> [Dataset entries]
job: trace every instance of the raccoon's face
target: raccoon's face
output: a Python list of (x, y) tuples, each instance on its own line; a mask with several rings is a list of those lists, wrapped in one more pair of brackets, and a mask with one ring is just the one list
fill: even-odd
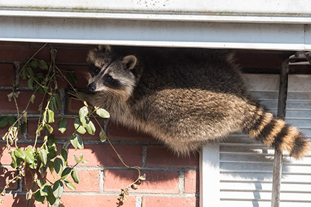
[(127, 97), (132, 94), (136, 83), (133, 74), (137, 63), (135, 56), (118, 57), (110, 47), (100, 46), (90, 51), (87, 61), (91, 91), (106, 91)]

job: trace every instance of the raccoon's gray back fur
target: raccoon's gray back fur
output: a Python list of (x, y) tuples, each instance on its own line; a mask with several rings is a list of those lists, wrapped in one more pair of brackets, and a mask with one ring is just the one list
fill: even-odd
[(309, 151), (307, 138), (249, 95), (228, 51), (102, 46), (87, 61), (94, 94), (82, 97), (178, 154), (236, 131), (296, 158)]

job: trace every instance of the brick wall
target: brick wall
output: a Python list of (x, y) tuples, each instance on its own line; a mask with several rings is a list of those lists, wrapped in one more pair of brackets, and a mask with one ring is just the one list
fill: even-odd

> [EXERCISE DESCRIPTION] Rewrite all of the lines above, changing "raccoon's" to "animal's" wherever it occurs and leaving everything else as it is. Omit the pictures from your copy.

> [COMPLETED TASK]
job: trace every instance of the animal's face
target: animal's face
output: a Python list of (x, y) tuples, each instance on its own line; a mask with several rings is a list of those lists, wrapped in one more pair of brackets, and a mask with one ring is just the one list
fill: even-odd
[(127, 97), (132, 94), (136, 83), (133, 74), (137, 63), (135, 56), (118, 57), (110, 47), (100, 46), (90, 51), (87, 61), (91, 91), (106, 91)]

job: trace every instance of the animal's gray back fur
target: animal's gray back fur
output: a Python list of (x, y) tuples, each instance on its own line; a mask with several rings is a list of those lists, wrapped in one more pair of brackets, and a mask with one ring is just the one list
fill: even-odd
[(309, 151), (307, 138), (249, 95), (228, 51), (102, 46), (87, 61), (94, 94), (82, 97), (178, 154), (236, 131), (296, 158)]

job: trace every instance of the brick wall
target: brick wall
output: a Python list of (x, y) tuples, each instance on its own line; a mask with several rings is a list of those lists, wrapped in one more pair of brackets, and a mask with one ring is just the one list
fill: even-odd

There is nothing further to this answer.